AIM
Everything from the line with "Please indicate the rubber" to the end of the data should be restated word for word, and nothing before it.

ITEMS
········

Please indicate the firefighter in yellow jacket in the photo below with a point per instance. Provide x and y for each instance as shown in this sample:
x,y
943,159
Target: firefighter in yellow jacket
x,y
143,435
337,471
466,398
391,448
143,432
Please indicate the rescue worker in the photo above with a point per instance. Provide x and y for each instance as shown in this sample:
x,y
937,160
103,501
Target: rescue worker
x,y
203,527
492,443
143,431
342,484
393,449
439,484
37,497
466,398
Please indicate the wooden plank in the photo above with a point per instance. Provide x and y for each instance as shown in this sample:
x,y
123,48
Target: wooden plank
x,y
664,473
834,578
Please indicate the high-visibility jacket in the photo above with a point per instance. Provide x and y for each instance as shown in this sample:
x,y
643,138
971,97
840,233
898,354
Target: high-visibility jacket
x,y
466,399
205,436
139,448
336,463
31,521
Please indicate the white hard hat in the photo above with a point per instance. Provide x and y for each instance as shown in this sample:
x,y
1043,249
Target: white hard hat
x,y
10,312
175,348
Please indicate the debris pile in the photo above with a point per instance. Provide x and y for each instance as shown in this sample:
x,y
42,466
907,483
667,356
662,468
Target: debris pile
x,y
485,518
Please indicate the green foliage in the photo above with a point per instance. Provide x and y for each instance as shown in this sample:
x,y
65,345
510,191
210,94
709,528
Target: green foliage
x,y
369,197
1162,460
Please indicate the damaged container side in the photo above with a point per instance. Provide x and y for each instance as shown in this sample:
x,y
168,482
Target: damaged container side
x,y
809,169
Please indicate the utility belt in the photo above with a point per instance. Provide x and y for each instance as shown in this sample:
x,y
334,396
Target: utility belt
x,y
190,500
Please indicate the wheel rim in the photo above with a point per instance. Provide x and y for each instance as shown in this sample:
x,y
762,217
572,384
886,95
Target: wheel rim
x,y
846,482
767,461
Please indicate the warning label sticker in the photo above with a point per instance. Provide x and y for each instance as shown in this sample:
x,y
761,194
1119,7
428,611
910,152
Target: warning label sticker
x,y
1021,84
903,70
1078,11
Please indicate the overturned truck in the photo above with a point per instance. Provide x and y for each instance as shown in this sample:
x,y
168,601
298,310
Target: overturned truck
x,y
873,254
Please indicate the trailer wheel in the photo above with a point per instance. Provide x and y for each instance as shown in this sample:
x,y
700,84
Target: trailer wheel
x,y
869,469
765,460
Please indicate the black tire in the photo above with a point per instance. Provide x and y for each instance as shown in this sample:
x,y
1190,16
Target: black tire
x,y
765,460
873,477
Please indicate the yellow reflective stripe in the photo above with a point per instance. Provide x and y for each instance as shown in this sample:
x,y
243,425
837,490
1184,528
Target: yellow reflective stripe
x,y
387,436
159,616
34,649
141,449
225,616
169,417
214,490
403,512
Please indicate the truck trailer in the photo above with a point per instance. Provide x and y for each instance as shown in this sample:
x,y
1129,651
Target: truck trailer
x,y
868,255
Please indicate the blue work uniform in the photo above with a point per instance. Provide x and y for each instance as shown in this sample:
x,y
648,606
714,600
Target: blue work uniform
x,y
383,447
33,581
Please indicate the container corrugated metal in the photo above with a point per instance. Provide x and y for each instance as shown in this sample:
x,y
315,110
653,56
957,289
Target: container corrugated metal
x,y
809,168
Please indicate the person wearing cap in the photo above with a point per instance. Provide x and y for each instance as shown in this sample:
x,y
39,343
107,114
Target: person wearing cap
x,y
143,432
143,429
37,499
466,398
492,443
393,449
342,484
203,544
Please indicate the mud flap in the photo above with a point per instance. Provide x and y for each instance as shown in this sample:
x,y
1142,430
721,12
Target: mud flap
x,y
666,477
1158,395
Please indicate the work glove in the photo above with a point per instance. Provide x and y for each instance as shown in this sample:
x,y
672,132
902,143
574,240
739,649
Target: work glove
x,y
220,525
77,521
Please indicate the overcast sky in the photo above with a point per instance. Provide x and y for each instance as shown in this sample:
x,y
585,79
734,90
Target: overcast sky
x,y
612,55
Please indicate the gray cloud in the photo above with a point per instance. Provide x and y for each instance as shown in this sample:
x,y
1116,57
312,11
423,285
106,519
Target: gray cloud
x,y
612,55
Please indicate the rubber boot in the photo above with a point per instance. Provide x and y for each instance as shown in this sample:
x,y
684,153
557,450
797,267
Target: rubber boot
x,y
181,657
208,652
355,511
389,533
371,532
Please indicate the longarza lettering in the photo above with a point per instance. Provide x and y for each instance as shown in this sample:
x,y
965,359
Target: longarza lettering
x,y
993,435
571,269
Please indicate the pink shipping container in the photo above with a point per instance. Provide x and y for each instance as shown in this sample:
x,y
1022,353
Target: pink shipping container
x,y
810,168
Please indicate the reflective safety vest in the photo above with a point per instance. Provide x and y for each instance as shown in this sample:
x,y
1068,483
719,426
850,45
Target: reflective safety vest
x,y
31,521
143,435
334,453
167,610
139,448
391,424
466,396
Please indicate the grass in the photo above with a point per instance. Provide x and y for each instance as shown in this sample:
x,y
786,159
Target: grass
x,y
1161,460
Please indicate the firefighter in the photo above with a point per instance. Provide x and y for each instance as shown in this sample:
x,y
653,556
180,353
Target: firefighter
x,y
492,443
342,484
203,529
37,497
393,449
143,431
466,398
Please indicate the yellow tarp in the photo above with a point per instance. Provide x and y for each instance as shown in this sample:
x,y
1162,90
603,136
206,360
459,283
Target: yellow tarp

········

RESPONSE TO THE EXERCISE
Please indicate the rubber boot in the photo above with a point per instance. Provide x and y for each instance as shown in this sample:
x,y
684,153
557,450
797,267
Target: rubber boot
x,y
181,657
208,652
355,511
389,533
371,532
Please indicate the longarza lettering in the photo above with a point per instance. Provide x and y for each instance as shown in this sample:
x,y
965,359
Target: longarza lettering
x,y
993,435
571,269
Please indicate the pink shipping container in the photo above with a point per instance. Provide x and y for each instance as shown in this sample:
x,y
1022,353
Target: pink shipping container
x,y
810,168
Please indicate the reflective safety vest in the photo above with a point per instance. Provide x and y for each instance as shown in this sample:
x,y
1068,483
719,426
850,45
Target: reflective safety vest
x,y
31,521
143,435
334,453
167,610
139,448
391,424
466,396
Please indicate the grass in the photo above with a point per instance. Provide x and y for each instance as shown in this sample:
x,y
786,159
Target: grass
x,y
1161,460
Please indicate the firefighter in the photo above with a point per instance. Provide x and y for each instance as shown in this sample:
x,y
653,556
180,353
Target: firefighter
x,y
492,443
342,484
203,529
37,497
393,449
143,431
466,398
Please indicate the yellow tarp in the photo above with a point per instance. Provide x and y for each instance as shown in this sample:
x,y
1162,90
603,136
206,360
459,283
Target: yellow tarp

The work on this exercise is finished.